• _DATA SUPPLIED_:
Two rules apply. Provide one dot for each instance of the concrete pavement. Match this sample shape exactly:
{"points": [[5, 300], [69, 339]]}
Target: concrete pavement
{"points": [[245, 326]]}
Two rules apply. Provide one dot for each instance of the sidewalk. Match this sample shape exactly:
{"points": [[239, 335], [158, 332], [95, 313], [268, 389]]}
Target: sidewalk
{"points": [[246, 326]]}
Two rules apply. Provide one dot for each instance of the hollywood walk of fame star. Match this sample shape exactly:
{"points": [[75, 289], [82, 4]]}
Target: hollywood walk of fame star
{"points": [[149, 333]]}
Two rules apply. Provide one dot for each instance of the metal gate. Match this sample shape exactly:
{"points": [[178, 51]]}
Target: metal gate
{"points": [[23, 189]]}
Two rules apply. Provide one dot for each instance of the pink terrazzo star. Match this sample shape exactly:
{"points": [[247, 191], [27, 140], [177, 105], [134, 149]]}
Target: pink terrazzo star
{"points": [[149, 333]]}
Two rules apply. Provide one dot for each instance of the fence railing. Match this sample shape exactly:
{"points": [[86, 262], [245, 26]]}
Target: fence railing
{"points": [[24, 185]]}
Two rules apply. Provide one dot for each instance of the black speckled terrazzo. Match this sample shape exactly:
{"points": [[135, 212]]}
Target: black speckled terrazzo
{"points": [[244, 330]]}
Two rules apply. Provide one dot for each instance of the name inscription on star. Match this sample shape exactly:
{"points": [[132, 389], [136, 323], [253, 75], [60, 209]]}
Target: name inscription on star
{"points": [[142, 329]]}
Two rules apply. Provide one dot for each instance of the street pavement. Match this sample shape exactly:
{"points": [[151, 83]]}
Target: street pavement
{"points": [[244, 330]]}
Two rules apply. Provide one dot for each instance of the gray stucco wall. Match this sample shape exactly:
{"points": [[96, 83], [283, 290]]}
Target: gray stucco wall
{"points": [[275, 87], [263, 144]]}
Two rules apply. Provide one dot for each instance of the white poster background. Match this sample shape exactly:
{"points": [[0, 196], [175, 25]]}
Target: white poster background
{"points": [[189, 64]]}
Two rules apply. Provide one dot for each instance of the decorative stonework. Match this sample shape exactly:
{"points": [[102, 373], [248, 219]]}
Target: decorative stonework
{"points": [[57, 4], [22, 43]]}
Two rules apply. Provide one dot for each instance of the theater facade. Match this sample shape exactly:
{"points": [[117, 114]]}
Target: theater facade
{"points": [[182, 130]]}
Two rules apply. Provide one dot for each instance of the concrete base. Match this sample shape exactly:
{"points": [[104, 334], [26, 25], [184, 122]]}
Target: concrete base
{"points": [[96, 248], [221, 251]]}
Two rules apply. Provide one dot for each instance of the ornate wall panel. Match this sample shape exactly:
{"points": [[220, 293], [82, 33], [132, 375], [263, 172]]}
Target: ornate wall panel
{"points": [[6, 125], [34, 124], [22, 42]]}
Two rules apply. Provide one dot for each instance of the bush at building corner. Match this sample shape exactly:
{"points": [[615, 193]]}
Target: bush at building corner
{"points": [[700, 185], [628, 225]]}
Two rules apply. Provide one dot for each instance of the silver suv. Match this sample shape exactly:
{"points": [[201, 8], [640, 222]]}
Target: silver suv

• _WHAT THE EXERCISE ASKS_: Repeat each record in full; every line must match exactly.

• _ANSWER_:
Two rules apply. Provide one dot for each instance of the concrete pavement. Match this sample shape exactly:
{"points": [[5, 300], [69, 339]]}
Target: concrete pavement
{"points": [[245, 326]]}
Two rules apply. Provide one dot for each instance of the sidewalk. Match this sample shape exactly:
{"points": [[239, 335], [158, 332], [95, 313], [268, 389]]}
Target: sidewalk
{"points": [[246, 326]]}
Two rules apply. Provide one dot for each instance of the hollywood walk of fame star. Match this sample shape exactly:
{"points": [[75, 289], [82, 4]]}
Target: hollywood walk of fame star
{"points": [[149, 333]]}
Two rules apply. Provide one dot for each instance of the metal gate. Match this sample shape exactly:
{"points": [[178, 51]]}
Target: metal gate
{"points": [[23, 189]]}
Two rules apply. Provide one dot for each instance of the pink terrazzo star. Match this sample shape exactly:
{"points": [[247, 191], [27, 140], [177, 105], [134, 149]]}
Target: pink terrazzo star
{"points": [[149, 333]]}
Two rules apply. Provide one dot for each instance of the fence railing. Match this sample shape exactly:
{"points": [[86, 262], [245, 26]]}
Target: fence railing
{"points": [[24, 185]]}
Two rules apply. Provide one dot for each instance of the black speckled terrazzo. Match this sample shape exactly:
{"points": [[135, 212]]}
Target: black speckled terrazzo
{"points": [[244, 330]]}
Two rules apply. Provide one dot for each instance of the name inscription on star. Match this sample shape exactly:
{"points": [[132, 389], [136, 323], [253, 75], [60, 209]]}
Target: name inscription on star
{"points": [[142, 329]]}
Two rules apply. Provide one dot for each instance of the street pavement. Match this sample shape exactly:
{"points": [[151, 83]]}
Target: street pavement
{"points": [[244, 330]]}
Two rules apply. Provide one dot for each instance of the gray stucco wall. Match this sample shape exactly:
{"points": [[96, 83], [283, 290]]}
Target: gray stucco wall
{"points": [[275, 87], [263, 144]]}
Two rules apply. Provide one dot for each instance of the white poster background. Match this sample shape exactly:
{"points": [[0, 196], [175, 25]]}
Target: white poster background
{"points": [[189, 64]]}
Two rules apply. Provide one dot for each instance of the decorative stonework. Match this sample shape exactly:
{"points": [[102, 373], [248, 219]]}
Target: decorative stonework
{"points": [[57, 4], [22, 43]]}
Two rules apply. Provide one dot for each instance of the theater facade. Match this sample shape exactly:
{"points": [[117, 114]]}
Target: theater facade
{"points": [[182, 130]]}
Two rules apply. Provide one dot for each instance of the concrete base. Match this sample shape exactly:
{"points": [[104, 334], [26, 25], [184, 122]]}
Target: concrete base
{"points": [[96, 248], [221, 251]]}
Two rules apply. Provide one dot for each instance of the ornate wall panel. Match this sample shape exactly:
{"points": [[220, 293], [82, 33], [132, 375], [263, 172]]}
Target: ornate wall panel
{"points": [[6, 125], [34, 124], [22, 42]]}
Two rules apply. Provide one dot for each instance of the bush at building corner. Match this sample shape exactly:
{"points": [[615, 193]]}
Target: bush at building corner
{"points": [[700, 185], [628, 225]]}
Two rules apply. Provide one dot for each instance of the silver suv. Match this sample shape exactly:
{"points": [[201, 8], [640, 222]]}
Target: silver suv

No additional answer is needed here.